Metin bölümü:
========
Müslüman Nasıl Temiz Yaşar?

Temizlik, ruhlara ferahlık veren bir kelime. Bulunduğu hemen her yeri güzelleştiren bir yönü var bu güzel kelimenin. Rabbimiz Kur’an’da “tertemiz olan kulları sevdiğini” bildirir. Temizlikle îman arasındaki ilişkiye dikkat çeker. Huzuruna arı duru ve pırıl pırıl gelinmesini ister. Görünen ve görünmeyen yönleriyle kulunun kirli-paslı olmamasını, her fırsatta temiz kalmasını ve hatta tertemiz olma gayretine soyunmasını murad eder.

İnsan, tertemiz bir şekilde bu âleme doğar. Birinci vazife kirlenmemektir. Kirlenmeme titizliği önemlidir. Ancak istemeseniz de kir bulaşabilir. Bazen nefsinize uyarsınız, bazen insan ve cin şeytanlarının saptırıcı telkinlerine kanarsınız ve bazen de içinde yaşadığınız cemiyetin tesiri ile kirli çukurlara itildiğiniz ya da düştüğünüz olur. O zaman da ilk fırsatta arınmak önemlidir. Önce arınmak ve sonra da tertemiz olma yolcuğuna çıkıp, pırıl pırıl, ışıl ışıl bir güzelliğe yani “tıyb bir hayat”a kavuşmak. İşte önümüze konulan Rabbânî hedef. Böyle bir hedefe erişmek için;

Dilimiz kirlenmemeli. Dil yalanla, gıybetle, başkalarını incitmekle, gönül yıkmakla, küfür sözlerle, bayağı ve süflî kelimelerle kirlenir. Öncelikle bu kirli sulardan uzak durmalı. Zira kirlendikten sonra belki temizliğe fırsat kalmayabilir. Kirlendiğini farkeder etmez de hiç vakit geçirmeden temizliğe yönelmeli. Kirlerden arınan dili, daha da nurlandırmalı, tertemiz kılmalı. Gönüllere ferahlık veren güzel kelimelerle, hakkı ve hayrı telkin eden pırlanta cümlelerle, kelime-i tevhidle, zikrullah ile, Rabbin lisanı Kur’ân-ı Kerim kıraatiyle…

Gözümüz kirlenmemeli. Haram bakışlar vardır; hem gözü kirleten ve hem de gönlü karartan. Göz kaş işaretiyle işlenen cürümler vardır. Seyredilmemesi gereken süflî manzaralar vardır. Gözler, bazen insanın kendi zihnine ve kalbine zehir akıtan kirli bir kanala dönüşür. Göz bir insan için ne güzel bir nurdur. Nuru karartmamalı. Göz kapaklarını, hem görünen kirlerden ve hem de görünmeyen kirlerden koruyan bir zırha dönüştürmeli. Hazret-i Mevlânâ, kirlenen gözün gözyaşı ile temizleneceğine dikkat çeker. Arınma adına Allah için dökülen gözyaşı ne mübarektir. Ağlamayan gözden Rabbe sığınmış Fahr-i Kâinât efendimiz. Evet, gözümüz temiz kalmalı. Hatta tertemiz olmalı; meşru olan her şeye muhabbetle bakarak, Rabbimizin yerde ve gökteki âyetlerini ibretle seyrederek, yüce kelâmına tefekkürle nazar ederek.
========
Yazılı alıştırma 1:
Temizlik metninin “Gözümüz kirlenmemeli. Haram” sözleriyle başlayıp “tefekkürle nazar ederek.” sözlerine kadar (bu sözler dahil) süren bölümünü hiç değiştirmeden yazın.
Yazılı alıştırma 2:
Temizlik metnini kaldığı yerden sürdürün.
Kayıtların temizlik metniyle hiçbir ilgisi yoktur.

Verilen malzeme:
========
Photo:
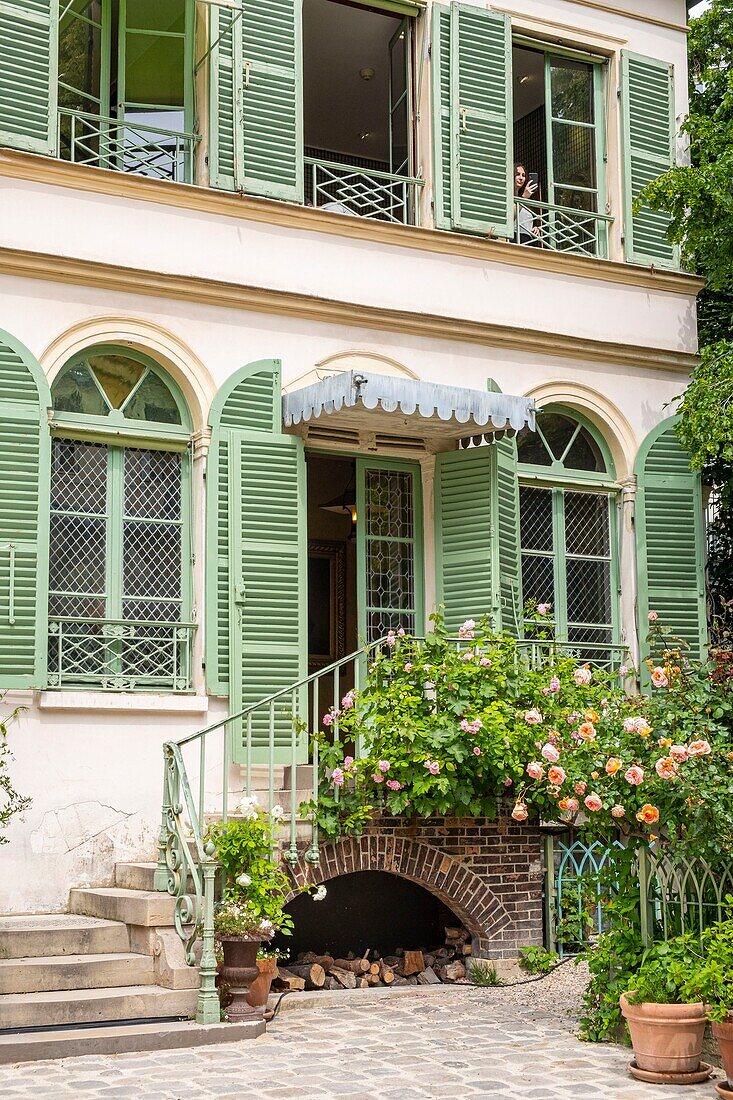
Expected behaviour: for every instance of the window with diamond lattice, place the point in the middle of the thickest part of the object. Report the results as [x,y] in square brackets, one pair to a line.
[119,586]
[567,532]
========
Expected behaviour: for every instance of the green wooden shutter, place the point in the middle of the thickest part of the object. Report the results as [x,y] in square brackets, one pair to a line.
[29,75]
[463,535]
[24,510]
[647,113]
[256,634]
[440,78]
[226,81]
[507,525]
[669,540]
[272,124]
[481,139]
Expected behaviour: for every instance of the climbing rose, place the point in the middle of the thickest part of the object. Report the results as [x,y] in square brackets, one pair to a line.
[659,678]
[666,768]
========
Sonuç 1:
Gözümüz kirlenmemeli. Haram bakışlar vardır; hem gözü kirleten ve hem de gönlü karartan. Göz kaş işaretiyle işlenen cürümler vardır. Seyredilmemesi gereken süflî manzaralar vardır. Gözler, bazen insanın kendi zihnine ve kalbine zehir akıtan kirli bir kanala dönüşür. Göz bir insan için ne güzel bir nurdur. Nuru karartmamalı. Göz kapaklarını, hem görünen kirlerden ve hem de görünmeyen kirlerden koruyan bir zırha dönüştürmeli. Hazret-i Mevlânâ, kirlenen gözün gözyaşı ile temizleneceğine dikkat çeker. Arınma adına Allah için dökülen gözyaşı ne mübarektir. Ağlamayan gözden Rabbe sığınmış Fahr-i Kâinât efendimiz. Evet, gözümüz temiz kalmalı. Hatta tertemiz olmalı; meşru olan her şeye muhabbetle bakarak, Rabbimizin yerde ve gökteki âyetlerini ibretle seyrederek, yüce kelâmına tefekkürle nazar ederek.

Sonuç 2:
Kulağımız kirlenmemeli. Yalanlar, dedikodular, günah sözler, boş sözler, içinde haram barındıran müzikler dinleyerek. Kulağı korumak daha zordur. Kirli mahallerden uzak olmayı gerektirir. Arkadaşa, mahalleye, çalışma ortamına, oturma meclislerine karşı titizlik ister. Rabbimizin ciddi uyarıları vardır: “Sözün en güzeline kulak verin” tavsiyesinde bulunur. “Allah’ın ayetleri hakkında ileri geri konuşulan yerlerde oturup kalmayın, aksi halde siz de onlar gibi olursunuz” buyurur. Evet, işitme duyumuz temiz kalmalı ve tertemiz olmalı; güzel sözler işiterek, hikmetler dinleyerek, Rabbimizin kelâmına kulak vererek, Rabbânî âlim ve âriflerin sohbetlerinden feyz alarak.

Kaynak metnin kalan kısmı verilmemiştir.